Stored data entries:
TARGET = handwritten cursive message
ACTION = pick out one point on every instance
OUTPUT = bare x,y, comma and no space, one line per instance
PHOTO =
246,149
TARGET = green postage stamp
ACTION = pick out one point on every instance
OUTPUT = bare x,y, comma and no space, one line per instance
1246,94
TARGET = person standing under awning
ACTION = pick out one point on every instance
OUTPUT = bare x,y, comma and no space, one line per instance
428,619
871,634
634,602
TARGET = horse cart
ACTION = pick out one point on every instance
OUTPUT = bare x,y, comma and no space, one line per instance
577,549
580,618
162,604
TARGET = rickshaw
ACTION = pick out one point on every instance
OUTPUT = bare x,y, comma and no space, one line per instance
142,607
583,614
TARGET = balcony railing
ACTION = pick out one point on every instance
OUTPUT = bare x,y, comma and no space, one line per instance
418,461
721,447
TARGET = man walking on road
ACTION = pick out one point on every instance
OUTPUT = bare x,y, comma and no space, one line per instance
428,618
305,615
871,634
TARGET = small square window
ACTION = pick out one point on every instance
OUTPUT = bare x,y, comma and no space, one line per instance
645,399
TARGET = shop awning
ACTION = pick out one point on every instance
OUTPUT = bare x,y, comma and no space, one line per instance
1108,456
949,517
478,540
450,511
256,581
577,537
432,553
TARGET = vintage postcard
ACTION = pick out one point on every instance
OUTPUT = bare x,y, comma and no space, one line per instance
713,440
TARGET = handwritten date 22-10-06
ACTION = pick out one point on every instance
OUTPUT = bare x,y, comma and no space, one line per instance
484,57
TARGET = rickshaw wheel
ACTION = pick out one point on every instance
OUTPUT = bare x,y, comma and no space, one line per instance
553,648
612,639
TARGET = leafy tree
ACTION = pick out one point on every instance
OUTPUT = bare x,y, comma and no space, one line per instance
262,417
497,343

## Activity
Repeat the records. Match them exactly.

## Exercise response
TARGET = handwritten cursive message
ACTION = pick out one point on every instance
OUTPUT = bare x,y, comma and no space, one line per instance
PHOTO =
246,149
TARGET = green postage stamp
ACTION = pick out one point on every instance
OUTPUT = bare x,y, comma and no space, one line per instance
1246,94
TARGET = person standing under awning
ACTION = pick out one point on every instance
OUTPUT = bare x,y, comma and no space, one line per instance
428,619
871,634
634,602
TARGET = horse cart
ACTION = pick out one point on every instance
OUTPUT = bare x,y, comma and no space, one line per instance
577,549
580,618
162,604
TARGET = rickshaw
ACTION = pick out one point on every instance
OUTPUT = bare x,y, comma and no space, one line per instance
142,607
583,614
TARGET = balcony railing
ACTION = pick out one point on every instance
OUTPUT = bare x,y, comma and no space, one line per instance
418,461
721,447
TARGET = man walking on road
ACTION = pick out one point on every instance
OUTPUT = bare x,y, comma and no space, one line per instance
428,618
305,615
871,634
TARGET = small square window
ACTION = pick out one point on every instance
OUTPUT = bare x,y, comma and no space, one line per instance
645,399
TARGET = shop awning
ACTION = pick out one point on every instance
OUTPUT = bare x,y, comma and no space, one line per instance
1108,456
949,517
478,540
450,511
256,581
577,537
432,553
TARGET = vintage postcard
ACTION = pick out one point on every instance
OUTPUT = bare x,y, comma and no space, one line per instance
713,440
TARGET = handwritten date 22-10-06
ACTION = pick out one point on every instance
OUTPUT = bare x,y, comma and no space, one line per instance
484,57
TARGET = rickshaw wheel
ACTION = pick out one point on every instance
OUTPUT = bare x,y, comma and no space, one line per instance
553,648
612,639
TARGET = leafy tree
ACTION = pick out one point on every instance
OUTPUT = bare x,y, comma and no space, one line per instance
262,417
497,343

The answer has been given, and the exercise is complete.